- EXTRAIT DU TEXTE:
────────────────
Dimanche dernier, la police a par ailleurs arrêté une enseignante de 29 ans à Aarhus. Elle avait publié sur Facebook une photo d’une poupée en feu représentant la première ministre, Mette Frederiksen. Inculpée de menace contre une représentante de l’autorité publique, elle risque jusqu’à 8 ans de prison – et même le double selon la loi amendée. Pour son avocat Jonas Christoffersen, cette affaire montre que «tout ce qui rappelle une distanciation par rapport à la politique corona du gouvernement est réprimé».
L'enseignante a affirmé ce jeudi «avoir utilisé cette photo comme illustration d'une proposition citoyenne pour réviser cet article du code pénal». Elle a créé un groupe sur Facebook intitulé «STOP paragraphe 113» qui se définit comme faisant partie du «mouvement de résistance» «luttant pour la liberté».
Appels à réviser la loi
Au parlement, des voix s’élèvent justement pour réviser la loi. «J’ai voté pour à l’époque, mais je ne pense pas que l’on doive traiter plus durement des manifestants contre le covid que d’autres», estime Katrina Lorentzen du Parti socialiste populaire.
Tout aussi critique, le journal de référence Politiken appelle, dans un éditorial, à abolir cette législation répressive. «Précisément parce que les restrictions anti-covid sont si intrusives, il est important que le débat ne soit pas réprimé. Ce débat est la pierre angulaire de la démocratie, et c’est dans les crises majeures, comme celle d’aujourd’hui, qu’il est crucial de le sauvegarder.»
En réaction à ces critiques, le ministre de la Justice, Nick Hækkerup, a défendu bec et ongles cette règle de la double peine qui est «sensée dans la situation extraordinaire dans laquelle nous nous trouvons», estimant avoir «le soutien du parlement qui a prolongé cette disposition jusqu’à la fin de l’année».
────────────────
Transcrivez fidèlement le passage de l'extrait du texte qui commence par «Appels à réviser» et se poursuit jusqu'à «Parti socialiste populaire.».

- DONNÉES PRÉSENTÉES:
────────────────
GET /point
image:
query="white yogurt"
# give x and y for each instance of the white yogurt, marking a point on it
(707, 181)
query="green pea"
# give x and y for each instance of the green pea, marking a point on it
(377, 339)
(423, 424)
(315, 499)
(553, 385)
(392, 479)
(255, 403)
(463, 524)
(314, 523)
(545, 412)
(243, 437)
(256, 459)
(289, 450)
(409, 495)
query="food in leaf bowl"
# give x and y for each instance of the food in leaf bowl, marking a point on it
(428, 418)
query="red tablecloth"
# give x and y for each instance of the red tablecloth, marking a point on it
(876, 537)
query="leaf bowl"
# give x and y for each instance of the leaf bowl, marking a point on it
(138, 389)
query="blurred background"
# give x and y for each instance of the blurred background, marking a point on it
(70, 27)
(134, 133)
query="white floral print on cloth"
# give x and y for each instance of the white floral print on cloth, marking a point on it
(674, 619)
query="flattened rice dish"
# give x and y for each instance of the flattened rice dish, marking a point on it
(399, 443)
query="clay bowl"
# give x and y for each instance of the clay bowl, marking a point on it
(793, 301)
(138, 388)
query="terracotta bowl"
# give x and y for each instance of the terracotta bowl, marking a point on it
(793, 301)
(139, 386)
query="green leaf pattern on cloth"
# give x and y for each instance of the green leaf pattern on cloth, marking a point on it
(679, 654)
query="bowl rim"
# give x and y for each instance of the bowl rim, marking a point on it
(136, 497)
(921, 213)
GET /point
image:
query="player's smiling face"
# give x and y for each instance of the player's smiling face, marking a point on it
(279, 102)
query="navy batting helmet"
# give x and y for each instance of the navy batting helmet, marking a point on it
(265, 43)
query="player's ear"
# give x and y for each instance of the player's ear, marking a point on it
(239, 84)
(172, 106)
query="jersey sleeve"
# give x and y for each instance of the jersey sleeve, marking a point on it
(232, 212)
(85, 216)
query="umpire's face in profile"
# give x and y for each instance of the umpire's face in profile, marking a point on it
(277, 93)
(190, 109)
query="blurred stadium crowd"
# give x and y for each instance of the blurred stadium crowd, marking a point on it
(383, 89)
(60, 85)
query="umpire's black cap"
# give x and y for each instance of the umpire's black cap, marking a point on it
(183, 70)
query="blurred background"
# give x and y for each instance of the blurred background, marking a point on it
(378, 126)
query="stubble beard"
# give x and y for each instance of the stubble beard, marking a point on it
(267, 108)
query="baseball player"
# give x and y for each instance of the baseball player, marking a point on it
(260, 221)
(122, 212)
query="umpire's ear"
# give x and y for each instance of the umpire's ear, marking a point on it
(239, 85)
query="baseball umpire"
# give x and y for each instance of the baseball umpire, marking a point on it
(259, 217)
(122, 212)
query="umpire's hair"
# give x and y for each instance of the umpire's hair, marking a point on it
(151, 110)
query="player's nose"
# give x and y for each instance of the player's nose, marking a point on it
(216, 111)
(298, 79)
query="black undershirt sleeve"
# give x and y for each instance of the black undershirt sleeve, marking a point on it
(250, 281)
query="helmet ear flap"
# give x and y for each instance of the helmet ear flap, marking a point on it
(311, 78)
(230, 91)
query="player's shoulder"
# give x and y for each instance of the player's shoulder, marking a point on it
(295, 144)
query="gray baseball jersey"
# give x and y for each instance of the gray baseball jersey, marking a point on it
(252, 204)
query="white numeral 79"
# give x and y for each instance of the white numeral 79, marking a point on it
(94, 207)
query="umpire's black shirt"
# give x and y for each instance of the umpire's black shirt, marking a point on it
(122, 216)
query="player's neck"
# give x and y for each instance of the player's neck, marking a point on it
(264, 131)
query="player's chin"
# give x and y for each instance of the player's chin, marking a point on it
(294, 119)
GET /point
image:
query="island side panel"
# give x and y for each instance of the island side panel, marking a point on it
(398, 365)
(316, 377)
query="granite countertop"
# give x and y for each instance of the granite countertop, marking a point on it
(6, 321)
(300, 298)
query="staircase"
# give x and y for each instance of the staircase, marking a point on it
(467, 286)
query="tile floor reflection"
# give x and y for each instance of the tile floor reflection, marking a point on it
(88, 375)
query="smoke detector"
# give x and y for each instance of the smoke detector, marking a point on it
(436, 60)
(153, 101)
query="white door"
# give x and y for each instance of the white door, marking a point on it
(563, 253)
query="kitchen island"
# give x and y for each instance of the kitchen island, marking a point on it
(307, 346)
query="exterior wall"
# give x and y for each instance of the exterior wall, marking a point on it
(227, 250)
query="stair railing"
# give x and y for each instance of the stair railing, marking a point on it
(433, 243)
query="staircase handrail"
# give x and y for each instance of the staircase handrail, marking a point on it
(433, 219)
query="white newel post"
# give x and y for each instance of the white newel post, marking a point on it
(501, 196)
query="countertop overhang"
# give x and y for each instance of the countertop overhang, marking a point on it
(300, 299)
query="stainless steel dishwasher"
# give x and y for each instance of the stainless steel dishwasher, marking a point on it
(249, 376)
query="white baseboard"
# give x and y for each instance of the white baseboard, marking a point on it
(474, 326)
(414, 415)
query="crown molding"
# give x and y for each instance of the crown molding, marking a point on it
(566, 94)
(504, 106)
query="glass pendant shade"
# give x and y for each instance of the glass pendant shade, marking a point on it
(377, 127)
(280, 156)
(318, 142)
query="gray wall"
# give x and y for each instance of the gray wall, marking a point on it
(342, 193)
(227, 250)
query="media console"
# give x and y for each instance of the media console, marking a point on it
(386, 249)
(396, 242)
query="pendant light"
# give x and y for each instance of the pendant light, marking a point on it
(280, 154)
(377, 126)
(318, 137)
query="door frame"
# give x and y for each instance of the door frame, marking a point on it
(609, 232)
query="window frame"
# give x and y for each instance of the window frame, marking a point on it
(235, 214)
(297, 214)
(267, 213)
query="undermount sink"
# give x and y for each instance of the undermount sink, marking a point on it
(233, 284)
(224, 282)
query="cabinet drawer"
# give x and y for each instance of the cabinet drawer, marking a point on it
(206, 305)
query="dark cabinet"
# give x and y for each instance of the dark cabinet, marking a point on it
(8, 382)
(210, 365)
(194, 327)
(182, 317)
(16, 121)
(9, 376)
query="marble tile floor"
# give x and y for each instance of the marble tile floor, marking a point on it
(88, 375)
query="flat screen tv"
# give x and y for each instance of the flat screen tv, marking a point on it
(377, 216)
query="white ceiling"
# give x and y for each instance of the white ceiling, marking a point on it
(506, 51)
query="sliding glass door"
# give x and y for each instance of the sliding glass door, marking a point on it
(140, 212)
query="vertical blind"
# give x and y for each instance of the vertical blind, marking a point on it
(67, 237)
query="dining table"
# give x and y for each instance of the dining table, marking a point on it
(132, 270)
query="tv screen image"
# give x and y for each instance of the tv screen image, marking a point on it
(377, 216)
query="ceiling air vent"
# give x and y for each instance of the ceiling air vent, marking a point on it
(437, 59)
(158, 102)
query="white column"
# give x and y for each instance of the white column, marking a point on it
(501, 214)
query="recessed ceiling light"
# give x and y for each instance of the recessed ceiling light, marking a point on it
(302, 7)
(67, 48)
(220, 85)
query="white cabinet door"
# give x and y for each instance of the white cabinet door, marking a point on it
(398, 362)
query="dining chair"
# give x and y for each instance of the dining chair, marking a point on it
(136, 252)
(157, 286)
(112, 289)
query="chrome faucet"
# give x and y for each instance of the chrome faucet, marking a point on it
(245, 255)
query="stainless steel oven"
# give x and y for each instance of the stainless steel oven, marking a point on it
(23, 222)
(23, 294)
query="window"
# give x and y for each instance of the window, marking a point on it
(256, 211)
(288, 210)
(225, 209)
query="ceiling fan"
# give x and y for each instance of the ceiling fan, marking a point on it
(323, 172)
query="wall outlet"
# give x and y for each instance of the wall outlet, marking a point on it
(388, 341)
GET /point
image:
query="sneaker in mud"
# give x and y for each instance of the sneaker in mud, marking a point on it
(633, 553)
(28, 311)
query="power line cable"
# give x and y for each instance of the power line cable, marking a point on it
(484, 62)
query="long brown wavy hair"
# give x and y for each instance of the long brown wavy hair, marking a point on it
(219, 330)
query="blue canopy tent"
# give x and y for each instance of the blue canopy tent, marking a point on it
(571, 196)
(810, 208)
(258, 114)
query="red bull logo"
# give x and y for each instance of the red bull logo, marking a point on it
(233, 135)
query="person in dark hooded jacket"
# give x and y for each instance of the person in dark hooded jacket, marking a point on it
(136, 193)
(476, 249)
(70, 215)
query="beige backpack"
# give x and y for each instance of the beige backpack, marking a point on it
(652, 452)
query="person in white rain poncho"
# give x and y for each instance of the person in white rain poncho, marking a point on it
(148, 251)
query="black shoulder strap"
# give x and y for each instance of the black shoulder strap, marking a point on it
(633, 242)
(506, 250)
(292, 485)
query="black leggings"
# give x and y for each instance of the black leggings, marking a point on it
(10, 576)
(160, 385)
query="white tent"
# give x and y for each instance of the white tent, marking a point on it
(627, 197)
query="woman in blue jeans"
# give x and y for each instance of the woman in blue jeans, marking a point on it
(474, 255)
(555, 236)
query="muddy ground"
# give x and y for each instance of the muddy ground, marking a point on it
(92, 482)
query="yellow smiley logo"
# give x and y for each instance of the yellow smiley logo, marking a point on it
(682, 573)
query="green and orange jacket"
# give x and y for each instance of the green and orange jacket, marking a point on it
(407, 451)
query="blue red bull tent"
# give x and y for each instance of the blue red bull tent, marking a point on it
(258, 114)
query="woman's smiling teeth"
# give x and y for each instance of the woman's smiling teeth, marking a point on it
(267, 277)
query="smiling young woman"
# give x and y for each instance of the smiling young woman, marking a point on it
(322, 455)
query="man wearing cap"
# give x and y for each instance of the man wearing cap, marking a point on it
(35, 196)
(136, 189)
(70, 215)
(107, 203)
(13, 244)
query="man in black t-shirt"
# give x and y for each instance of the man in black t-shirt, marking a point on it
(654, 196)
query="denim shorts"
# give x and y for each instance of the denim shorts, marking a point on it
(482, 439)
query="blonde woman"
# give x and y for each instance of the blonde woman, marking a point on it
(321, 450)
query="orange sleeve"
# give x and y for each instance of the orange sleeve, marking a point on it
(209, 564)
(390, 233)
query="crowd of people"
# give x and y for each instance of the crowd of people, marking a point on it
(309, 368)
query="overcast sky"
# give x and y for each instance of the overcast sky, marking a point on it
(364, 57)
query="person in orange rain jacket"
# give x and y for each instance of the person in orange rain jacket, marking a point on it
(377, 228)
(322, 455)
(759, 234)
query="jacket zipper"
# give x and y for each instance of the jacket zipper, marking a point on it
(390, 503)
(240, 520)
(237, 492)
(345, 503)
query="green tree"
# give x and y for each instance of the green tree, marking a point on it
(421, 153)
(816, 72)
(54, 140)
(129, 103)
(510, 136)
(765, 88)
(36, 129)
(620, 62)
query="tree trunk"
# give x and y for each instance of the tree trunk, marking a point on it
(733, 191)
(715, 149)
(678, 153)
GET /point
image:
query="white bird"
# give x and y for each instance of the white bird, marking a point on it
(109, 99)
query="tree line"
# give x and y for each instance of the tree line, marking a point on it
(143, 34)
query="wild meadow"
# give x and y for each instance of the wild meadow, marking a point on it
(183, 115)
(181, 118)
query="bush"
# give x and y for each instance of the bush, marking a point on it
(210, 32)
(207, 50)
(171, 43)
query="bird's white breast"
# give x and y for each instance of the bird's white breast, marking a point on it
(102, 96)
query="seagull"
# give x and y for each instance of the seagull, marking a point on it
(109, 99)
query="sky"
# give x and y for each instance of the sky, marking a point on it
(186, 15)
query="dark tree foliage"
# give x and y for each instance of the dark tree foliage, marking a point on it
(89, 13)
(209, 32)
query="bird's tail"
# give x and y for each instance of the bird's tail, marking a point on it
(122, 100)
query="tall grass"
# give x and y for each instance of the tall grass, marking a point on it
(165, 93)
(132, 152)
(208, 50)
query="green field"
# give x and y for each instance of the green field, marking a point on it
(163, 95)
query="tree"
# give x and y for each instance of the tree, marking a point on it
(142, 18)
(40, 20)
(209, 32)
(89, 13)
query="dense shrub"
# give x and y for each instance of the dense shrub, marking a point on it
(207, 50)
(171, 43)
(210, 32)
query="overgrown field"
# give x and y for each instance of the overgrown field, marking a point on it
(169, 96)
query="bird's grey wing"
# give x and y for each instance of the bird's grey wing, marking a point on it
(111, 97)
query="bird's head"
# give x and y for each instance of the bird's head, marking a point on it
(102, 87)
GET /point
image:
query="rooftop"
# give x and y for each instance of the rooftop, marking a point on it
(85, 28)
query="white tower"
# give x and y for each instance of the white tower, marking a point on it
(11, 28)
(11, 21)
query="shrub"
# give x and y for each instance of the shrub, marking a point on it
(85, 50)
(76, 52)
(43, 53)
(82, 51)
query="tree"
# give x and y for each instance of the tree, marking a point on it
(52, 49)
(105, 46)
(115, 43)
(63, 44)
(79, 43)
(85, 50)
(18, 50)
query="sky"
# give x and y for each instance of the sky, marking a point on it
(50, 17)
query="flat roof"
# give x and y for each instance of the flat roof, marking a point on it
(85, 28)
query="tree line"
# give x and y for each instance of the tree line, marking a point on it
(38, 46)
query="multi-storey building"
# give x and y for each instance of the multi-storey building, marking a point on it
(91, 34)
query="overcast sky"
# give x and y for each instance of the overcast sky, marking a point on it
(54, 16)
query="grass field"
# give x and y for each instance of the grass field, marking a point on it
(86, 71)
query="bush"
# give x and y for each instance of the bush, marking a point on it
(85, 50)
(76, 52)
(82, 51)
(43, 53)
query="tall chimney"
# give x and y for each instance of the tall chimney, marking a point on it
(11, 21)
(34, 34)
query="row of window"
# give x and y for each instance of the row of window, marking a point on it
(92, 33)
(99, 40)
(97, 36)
────────────────
- LA RÉPONSE:
Appels à réviser la loi
Au parlement, des voix s’élèvent justement pour réviser la loi. «J’ai voté pour à l’époque, mais je ne pense pas que l’on doive traiter plus durement des manifestants contre le covid que d’autres», estime Katrina Lorentzen du Parti socialiste populaire.